DOCUMENT SECTION:
_ _ _ _ _

Embrace your lockdown mullet

By Megan Brodie 3 years ago | In Comment
  • 3 years ago
With no access to hairdressers, lockdown cuts are interesting (istock.com/Fly_dragonfly)

27 August 2021

One of the skills I’ve honed in lockdown is hair cutting. My family of males have been asking me to cut their hair for years, not because I’m good at it but because it’s free.

This hairdressing experience proved to be invaluable once the shops closed. Everyone now wants a ‘mum’ haircut, even my ageing father – and I don’t get any complaints.

So it was perhaps inevitable that, in seeing my own hair look long and scraggly, one day recently I pulled out the scissors and gave myself a new look. I’m really pleased with the result – I’ve got this great bob cut. No idea what it looks like from the back but on Zoom, neither does anyone else.

I’m sure the ‘lockdown mullet’ will be worn like a badge of honour for residents in future months, having been unable to see the backs of our heads in the long period of Covid-imposed house arrest. In my view, it is just one of a number of benefits of lockdown that we need to embrace – a more relaxed view of what we look like and how we dress.

_ _ _ _ _

PROBLEM 1:
Can you return, word for word, the stretch of the lockdown mullet column from "One of the skills" through "because it’s free."?
PROBLEM 2:
Could you supply the next part of the lockdown mullet column, picking up right after its final sentence?

(Stored data entries)
_ _ _ _ _

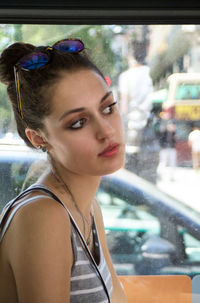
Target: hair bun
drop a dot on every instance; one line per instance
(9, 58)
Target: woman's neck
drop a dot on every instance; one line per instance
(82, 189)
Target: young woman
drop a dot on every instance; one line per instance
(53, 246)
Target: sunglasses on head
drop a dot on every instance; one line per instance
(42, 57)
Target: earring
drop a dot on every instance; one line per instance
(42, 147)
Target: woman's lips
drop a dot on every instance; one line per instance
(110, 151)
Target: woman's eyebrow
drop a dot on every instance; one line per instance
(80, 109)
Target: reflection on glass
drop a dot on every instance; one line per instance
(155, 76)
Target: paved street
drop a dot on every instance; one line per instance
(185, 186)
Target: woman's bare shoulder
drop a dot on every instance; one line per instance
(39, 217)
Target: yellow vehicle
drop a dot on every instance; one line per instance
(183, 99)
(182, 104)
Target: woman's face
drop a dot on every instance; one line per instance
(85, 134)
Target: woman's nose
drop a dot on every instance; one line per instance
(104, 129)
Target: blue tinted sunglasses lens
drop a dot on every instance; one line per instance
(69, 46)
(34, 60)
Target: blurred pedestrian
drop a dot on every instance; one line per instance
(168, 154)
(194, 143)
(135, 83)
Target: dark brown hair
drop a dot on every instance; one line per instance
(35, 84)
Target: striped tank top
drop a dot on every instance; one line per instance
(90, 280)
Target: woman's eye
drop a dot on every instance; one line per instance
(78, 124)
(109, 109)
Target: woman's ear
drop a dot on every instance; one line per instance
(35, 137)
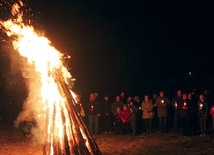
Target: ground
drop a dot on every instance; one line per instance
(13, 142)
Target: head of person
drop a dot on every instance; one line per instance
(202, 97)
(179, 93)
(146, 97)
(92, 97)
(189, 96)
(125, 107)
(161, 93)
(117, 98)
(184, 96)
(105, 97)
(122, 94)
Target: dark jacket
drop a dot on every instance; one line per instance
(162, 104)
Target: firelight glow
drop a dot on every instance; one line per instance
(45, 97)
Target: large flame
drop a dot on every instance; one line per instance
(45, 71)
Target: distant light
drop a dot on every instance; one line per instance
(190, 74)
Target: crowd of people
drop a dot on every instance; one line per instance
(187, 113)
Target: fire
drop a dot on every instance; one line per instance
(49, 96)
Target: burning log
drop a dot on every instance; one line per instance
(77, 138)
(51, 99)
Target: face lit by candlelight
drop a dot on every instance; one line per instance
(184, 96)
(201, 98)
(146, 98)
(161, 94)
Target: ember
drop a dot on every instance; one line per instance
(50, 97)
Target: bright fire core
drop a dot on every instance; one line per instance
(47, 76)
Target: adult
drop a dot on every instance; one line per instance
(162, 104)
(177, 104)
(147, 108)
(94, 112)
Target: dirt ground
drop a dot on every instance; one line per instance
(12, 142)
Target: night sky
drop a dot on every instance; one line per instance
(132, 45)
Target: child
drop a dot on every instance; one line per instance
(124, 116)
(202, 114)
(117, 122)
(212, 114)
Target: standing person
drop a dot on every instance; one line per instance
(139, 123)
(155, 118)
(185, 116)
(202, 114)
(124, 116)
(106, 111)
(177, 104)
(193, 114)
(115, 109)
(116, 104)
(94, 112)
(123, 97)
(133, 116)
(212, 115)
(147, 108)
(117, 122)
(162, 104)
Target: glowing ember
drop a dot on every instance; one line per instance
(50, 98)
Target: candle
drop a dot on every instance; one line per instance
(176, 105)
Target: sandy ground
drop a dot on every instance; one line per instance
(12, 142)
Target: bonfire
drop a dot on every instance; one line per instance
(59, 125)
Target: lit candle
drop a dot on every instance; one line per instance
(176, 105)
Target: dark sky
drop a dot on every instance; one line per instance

_ _ _ _ _

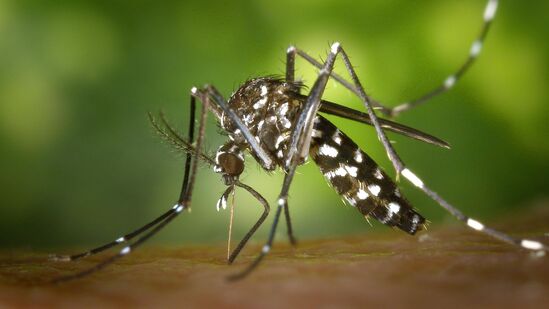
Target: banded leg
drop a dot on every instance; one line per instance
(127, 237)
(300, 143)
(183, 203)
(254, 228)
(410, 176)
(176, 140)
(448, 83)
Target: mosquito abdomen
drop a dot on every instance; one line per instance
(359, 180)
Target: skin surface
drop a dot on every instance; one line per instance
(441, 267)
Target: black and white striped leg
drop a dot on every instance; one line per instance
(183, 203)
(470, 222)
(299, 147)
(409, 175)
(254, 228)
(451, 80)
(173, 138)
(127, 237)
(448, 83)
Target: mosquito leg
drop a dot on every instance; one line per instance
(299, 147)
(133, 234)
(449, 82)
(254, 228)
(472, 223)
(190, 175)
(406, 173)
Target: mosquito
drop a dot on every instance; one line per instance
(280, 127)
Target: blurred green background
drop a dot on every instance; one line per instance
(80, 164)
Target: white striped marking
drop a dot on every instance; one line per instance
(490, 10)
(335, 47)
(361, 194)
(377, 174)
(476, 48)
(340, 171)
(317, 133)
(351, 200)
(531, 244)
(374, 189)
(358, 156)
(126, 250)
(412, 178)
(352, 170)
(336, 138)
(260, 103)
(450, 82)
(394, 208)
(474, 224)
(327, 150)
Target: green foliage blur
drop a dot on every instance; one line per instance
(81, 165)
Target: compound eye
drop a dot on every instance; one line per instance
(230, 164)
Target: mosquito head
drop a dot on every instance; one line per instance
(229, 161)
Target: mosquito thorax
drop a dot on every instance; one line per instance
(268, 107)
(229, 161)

_ _ _ _ _

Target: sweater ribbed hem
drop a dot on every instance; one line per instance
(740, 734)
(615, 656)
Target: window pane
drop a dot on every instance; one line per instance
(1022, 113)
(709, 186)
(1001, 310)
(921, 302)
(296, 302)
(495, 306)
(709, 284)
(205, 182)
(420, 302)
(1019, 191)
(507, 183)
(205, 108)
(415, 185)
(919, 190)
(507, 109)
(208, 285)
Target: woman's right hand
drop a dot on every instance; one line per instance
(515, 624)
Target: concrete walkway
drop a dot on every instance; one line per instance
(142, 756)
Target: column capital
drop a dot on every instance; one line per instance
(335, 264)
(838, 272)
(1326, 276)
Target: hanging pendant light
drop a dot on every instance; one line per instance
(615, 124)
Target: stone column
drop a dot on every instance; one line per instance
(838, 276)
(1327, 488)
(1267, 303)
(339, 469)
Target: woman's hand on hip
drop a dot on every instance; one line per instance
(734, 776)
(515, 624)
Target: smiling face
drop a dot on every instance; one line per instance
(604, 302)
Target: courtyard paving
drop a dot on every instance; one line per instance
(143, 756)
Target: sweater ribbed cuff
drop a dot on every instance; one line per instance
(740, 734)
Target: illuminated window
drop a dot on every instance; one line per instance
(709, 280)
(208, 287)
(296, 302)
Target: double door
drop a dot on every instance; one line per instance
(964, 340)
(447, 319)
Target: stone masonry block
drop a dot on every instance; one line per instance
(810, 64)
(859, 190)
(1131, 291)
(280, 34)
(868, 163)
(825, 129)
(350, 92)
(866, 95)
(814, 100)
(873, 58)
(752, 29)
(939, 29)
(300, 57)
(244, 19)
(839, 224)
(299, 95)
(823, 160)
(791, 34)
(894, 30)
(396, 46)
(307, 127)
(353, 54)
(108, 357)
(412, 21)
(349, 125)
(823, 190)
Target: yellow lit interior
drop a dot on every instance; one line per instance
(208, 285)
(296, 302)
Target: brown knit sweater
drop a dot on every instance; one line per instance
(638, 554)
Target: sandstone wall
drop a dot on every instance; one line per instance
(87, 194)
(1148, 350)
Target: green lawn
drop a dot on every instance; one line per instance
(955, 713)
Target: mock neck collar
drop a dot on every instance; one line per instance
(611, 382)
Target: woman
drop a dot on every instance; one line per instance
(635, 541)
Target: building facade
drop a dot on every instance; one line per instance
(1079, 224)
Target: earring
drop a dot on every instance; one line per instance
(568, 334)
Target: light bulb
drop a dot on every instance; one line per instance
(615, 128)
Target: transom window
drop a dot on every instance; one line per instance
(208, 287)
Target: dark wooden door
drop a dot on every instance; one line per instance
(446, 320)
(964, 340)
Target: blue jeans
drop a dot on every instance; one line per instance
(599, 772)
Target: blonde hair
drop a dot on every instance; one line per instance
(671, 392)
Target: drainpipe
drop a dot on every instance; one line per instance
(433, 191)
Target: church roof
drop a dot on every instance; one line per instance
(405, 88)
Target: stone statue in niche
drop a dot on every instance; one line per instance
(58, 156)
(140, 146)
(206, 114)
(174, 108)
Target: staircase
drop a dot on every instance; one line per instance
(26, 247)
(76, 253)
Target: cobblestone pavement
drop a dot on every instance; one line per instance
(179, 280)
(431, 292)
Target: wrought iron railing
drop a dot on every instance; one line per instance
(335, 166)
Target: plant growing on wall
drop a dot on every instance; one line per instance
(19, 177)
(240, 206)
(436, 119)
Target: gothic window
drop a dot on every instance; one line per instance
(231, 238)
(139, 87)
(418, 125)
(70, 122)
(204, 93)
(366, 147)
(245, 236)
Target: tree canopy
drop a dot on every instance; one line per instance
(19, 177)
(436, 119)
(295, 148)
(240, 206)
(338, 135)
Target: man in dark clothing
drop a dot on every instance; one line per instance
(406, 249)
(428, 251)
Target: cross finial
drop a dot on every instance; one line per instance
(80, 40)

_ _ _ _ _

FINAL ANSWER 1:
One of the skills I’ve honed in lockdown is hair cutting. My family of males have been asking me to cut their hair for years, not because I’m good at it but because it’s free.

FINAL ANSWER 2:
Over the weekend, I couldn’t help but notice the number of kids roaming the neighbourhood on bikes. Kids of all ages are out and about -they’ve built jumps in the local park and tracks through tracts of unused public land.

My pre-Covid self might have been a little put out by the wonton vandalism of our tranquil bush areas, decimated with shovels and tyre tracks, but now, who cares? Kids are outside having fun. Isn’t that what kids are supposed to do?

A few days ago, a pair of teenage girls went roller skating up our quiet suburban street. Roller skating! I haven’t seen those in years. They must have pulled them out of the garage and decided to give them a go, or perhaps the local rink has been closed so long they became desperate.

A couple of doors down, a senior finance executive who usually appears regularly in business mastheads was out the front bowling a cricket ball to his teenage son who was taking a break from HSC trial exams. A bit later, father and son were learning to skateboard, laughing as they failed dismally.

Going for a run can take ages as I need to stop and chat with all the neighbours (socially distanced, of course). With young families cooped up for too long indoors and extended families and friends out of our 5km zone, the neighbourhood has become a communal sanctuary where we share our daily lives, no longer too busy to stop for a laugh.

This strong sense of community is just another benefit of Sydney’s lockdown. Sure, it feels a little like we are living in a seventies sitcom but, as Spring’s first warm touches can be seen in the cherry blossoms and liquidambar shoots, there is joy in the air and a sense of hope.  The daily cases may be rising, but so too are the vaccination rates.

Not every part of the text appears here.